> Quoted passage:
★ ★ ★ ★ ★ ★ ★

American lawyer, former U.S. Attorney for the Western District of Wisconsin

John William Vaudreuil (born August 2, 1954) is an American lawyer. He was United States Attorney for the Western District of Wisconsin during the presidency of Barack Obama.

==Career==
Vaudreuil graduated from the University of Wisconsin–Madison in 1976 and the University of Wisconsin Law School in 1979.

Vaudreuil was an Assistant United States Attorney in the district since January 1980 representing the United States in criminal cases in federal court. Vaudreuil has handled thousands of criminal cases including fraud, public corruption, environmental crimes, murder, tax crimes, bank robberies, and drug crimes. In 1992, he was designated as a Senior Litigation Counsel by the Department of Justice, and in June 2002 he was named the Chief for the Criminal Division for the United States Attorney's Office. He served in that position until his appointment as United States Attorney in 2010.

★ ★ ★ ★ ★ ★ ★

> Work task 1: According to the biography of John William Vaudreuil, in what year did he graduate from the University of Wisconsin Law School?
> Work task 2: In the Vaudreuil biography, rewrite the passage from "Vaudreuil was an" to "Attorney in 2010.", swapping "Senior Litigation Counsel" for "Senior Trial Counsel".
> Work task 3: Carry on the biography of John William Vaudreuil from its last sentence.

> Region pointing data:
★ ★ ★ ★ ★ ★ ★

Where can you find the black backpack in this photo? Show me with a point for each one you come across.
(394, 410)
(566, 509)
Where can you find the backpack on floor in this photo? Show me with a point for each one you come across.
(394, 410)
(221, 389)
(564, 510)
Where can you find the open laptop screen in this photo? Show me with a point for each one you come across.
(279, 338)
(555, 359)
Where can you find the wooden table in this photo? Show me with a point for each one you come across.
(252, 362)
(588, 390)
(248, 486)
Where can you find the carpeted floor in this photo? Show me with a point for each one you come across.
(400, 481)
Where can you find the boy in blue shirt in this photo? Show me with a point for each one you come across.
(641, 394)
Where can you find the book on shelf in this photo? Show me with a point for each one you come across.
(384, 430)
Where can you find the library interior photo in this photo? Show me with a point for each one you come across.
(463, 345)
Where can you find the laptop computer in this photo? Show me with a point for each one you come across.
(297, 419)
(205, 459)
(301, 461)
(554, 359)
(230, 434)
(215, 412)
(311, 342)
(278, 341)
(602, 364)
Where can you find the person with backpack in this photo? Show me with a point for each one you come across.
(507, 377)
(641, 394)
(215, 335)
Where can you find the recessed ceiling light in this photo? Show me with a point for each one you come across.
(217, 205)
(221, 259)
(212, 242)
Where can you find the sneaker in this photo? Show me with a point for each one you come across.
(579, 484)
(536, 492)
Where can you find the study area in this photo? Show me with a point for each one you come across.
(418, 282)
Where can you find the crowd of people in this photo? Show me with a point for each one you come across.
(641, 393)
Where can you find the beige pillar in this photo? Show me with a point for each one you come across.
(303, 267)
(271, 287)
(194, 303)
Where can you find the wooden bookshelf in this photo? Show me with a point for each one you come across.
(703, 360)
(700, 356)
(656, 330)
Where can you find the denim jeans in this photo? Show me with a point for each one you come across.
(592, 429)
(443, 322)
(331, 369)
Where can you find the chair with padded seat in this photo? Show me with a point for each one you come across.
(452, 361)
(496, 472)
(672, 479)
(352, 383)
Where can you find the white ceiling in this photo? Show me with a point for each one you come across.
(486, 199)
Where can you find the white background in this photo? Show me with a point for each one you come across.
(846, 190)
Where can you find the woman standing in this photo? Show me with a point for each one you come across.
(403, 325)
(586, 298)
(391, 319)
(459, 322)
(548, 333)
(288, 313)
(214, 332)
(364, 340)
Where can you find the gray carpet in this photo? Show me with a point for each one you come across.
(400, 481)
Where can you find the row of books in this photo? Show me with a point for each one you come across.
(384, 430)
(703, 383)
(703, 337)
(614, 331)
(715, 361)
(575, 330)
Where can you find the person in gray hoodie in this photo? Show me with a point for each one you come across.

★ ★ ★ ★ ★ ★ ★

> Answer 1: 1979

> Answer 2:
Vaudreuil was an Assistant United States Attorney in the district since January 1980 representing the United States in criminal cases in federal court. Vaudreuil has handled thousands of criminal cases including fraud, public corruption, environmental crimes, murder, tax crimes, bank robberies, and drug crimes. In 1992, he was designated as a Senior Trial Counsel by the Department of Justice, and in June 2002 he was named the Chief for the Criminal Division for the United States Attorney's Office. He served in that position until his appointment as United States Attorney in 2010.

> Answer 3:
From 1987 to 2002, he taught Evidence and Trial Advocacy to law students at the University of Wisconsin Law School. Since 1992, he has taught thousands of U.S. prosecutors regarding evidence, trial advocacy, and criminal procedure. Since 2001 he has supported the rule of law efforts of the U.S. Department of Justice, teaching prosecutors, defense attorneys, and judges in many foreign countries.

===U.S. Attorney===
Vaudreuil was nominated as U.S. Attorney by President Barack Obama on June 1, 2010. He was subsequently confirmed by the U.S. Senate, and took office on August 10, 2010.

On March 11, 2017, Vaudreuil announced his resignation as U.S. Attorney, effective March 13, after being asked to by Jeff Sessions, the United States Attorney General under President Donald Trump.